GIVEN INFORMATION:
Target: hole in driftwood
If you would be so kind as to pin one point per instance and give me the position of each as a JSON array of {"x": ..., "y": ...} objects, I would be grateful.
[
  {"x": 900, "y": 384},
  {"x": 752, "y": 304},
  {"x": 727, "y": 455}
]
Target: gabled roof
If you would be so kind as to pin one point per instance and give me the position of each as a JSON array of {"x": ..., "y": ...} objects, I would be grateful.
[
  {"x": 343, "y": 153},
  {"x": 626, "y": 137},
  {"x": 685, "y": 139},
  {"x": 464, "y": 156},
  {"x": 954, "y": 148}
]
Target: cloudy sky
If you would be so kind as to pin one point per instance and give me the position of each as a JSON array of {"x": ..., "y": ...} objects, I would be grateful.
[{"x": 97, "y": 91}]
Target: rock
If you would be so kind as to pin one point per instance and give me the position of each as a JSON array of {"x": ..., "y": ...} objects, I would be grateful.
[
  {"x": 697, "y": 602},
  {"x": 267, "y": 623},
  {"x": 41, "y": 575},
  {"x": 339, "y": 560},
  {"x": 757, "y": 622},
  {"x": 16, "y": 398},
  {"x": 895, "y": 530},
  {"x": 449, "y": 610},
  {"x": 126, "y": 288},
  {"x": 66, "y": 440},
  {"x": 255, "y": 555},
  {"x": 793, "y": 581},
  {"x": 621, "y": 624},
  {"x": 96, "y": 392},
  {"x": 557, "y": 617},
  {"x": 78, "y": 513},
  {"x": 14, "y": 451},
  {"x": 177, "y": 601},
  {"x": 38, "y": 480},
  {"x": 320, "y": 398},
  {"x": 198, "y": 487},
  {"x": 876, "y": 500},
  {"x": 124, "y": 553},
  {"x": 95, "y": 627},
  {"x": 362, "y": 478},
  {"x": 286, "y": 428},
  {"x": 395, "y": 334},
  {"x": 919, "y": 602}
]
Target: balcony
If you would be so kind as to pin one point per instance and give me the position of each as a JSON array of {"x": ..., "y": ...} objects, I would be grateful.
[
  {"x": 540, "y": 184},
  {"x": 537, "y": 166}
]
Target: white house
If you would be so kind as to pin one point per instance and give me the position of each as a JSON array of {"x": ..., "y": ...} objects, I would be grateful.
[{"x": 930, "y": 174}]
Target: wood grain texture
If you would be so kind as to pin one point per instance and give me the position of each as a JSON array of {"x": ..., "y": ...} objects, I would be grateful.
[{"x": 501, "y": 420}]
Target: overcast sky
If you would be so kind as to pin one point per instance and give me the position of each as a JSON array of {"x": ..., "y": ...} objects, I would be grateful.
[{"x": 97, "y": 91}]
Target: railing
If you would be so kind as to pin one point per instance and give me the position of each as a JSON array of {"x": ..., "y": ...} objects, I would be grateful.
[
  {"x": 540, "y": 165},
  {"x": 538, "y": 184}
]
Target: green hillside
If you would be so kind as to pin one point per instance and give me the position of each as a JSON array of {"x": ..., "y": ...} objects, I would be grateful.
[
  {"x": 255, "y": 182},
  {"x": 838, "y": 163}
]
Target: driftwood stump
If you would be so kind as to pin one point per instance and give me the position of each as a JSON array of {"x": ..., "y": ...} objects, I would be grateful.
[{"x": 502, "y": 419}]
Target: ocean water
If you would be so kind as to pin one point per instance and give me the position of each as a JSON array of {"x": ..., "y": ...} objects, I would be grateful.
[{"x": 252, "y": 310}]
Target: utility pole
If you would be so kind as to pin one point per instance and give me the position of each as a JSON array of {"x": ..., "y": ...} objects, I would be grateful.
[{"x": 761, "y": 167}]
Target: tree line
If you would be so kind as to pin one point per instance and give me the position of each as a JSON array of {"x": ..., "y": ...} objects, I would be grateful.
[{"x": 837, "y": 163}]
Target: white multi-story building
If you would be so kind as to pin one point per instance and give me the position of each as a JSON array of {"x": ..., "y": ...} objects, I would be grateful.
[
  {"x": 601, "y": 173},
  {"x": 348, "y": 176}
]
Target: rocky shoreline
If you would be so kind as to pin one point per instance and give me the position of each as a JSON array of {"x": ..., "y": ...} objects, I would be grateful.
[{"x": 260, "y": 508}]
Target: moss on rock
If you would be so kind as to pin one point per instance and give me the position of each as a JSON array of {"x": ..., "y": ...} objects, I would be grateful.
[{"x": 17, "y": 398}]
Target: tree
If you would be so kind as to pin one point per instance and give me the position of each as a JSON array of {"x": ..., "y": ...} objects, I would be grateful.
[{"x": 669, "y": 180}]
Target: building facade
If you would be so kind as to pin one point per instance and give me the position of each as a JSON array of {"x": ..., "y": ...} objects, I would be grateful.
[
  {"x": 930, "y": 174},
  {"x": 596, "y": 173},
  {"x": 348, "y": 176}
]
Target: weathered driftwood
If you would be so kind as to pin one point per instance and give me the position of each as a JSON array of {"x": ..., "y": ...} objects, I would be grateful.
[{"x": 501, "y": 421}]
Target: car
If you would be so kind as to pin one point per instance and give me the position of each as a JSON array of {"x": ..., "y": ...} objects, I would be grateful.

EXERCISE GOAL:
Where a line in the listing above includes the string "white", copy that line.

REPLY TO THE EXERCISE:
Target: white house
Target: white multi-story building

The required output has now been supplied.